WHAT YOU WILL DO — Copy the stretch of records from the line containing "Target: man wearing gray shirt" through the end of the records, requests included, and shift every x and y coordinate in the answer points up by 64. Leave the requests and their sample coordinates unchanged.

INFORMATION SUPPLIED —
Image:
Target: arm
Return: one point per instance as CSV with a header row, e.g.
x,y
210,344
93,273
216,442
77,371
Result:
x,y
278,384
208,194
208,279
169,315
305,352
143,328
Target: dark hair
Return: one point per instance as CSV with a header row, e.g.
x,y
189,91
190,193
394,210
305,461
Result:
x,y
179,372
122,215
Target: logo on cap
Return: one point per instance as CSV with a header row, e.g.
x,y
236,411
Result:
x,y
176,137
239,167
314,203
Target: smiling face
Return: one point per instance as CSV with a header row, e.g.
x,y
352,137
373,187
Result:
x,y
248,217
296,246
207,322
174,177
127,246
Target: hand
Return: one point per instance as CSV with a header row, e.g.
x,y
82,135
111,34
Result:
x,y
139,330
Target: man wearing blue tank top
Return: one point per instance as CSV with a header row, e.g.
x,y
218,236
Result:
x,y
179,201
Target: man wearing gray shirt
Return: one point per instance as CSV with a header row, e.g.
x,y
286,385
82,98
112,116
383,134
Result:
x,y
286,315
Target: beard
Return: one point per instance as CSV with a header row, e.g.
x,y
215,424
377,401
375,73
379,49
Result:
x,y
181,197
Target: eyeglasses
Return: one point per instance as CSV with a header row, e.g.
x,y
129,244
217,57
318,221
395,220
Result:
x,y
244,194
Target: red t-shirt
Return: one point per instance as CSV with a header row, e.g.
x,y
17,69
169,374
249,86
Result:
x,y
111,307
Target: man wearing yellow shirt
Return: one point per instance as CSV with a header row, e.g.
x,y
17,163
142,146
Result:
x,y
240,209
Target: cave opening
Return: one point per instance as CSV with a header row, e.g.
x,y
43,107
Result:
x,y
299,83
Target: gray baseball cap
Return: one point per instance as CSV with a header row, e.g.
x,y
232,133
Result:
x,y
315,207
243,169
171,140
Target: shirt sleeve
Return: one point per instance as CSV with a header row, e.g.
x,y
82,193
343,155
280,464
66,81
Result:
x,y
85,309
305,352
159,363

ANSWER FOR THIS EXERCISE —
Target: man wearing gray shirt
Return: one point per instance as CSV with a header row, e.g.
x,y
286,385
82,98
112,116
383,134
Result:
x,y
350,379
Target: beard
Return: one point per instance as CSV with a header row, e.g.
x,y
215,424
377,401
375,73
379,49
Result:
x,y
245,261
Target: eyeglasses
Return: one point per instance as CSV with a header row, e.g.
x,y
129,244
217,57
318,221
395,220
Result:
x,y
308,258
Target: red t-shirt
Return: one point per instance as CSV with a header row, e.g.
x,y
17,69
169,374
249,86
Result:
x,y
175,371
Target: man wearing yellow shirt
Return: one point per instance as CSV with a header row, e.g.
x,y
17,163
142,146
Result:
x,y
304,273
Target: cave opening
Return: one point per instance as CSV with a header row, e.g.
x,y
43,107
Result:
x,y
363,147
Target: gray baseball cap
Return: one point per instance as CSV with a header row, e.g.
x,y
232,133
Result:
x,y
379,271
307,233
235,204
Target: shirt sleeve
Return: one point per instance as CSV with a header row, e.g.
x,y
82,193
343,155
280,464
66,81
Result:
x,y
149,373
369,416
223,427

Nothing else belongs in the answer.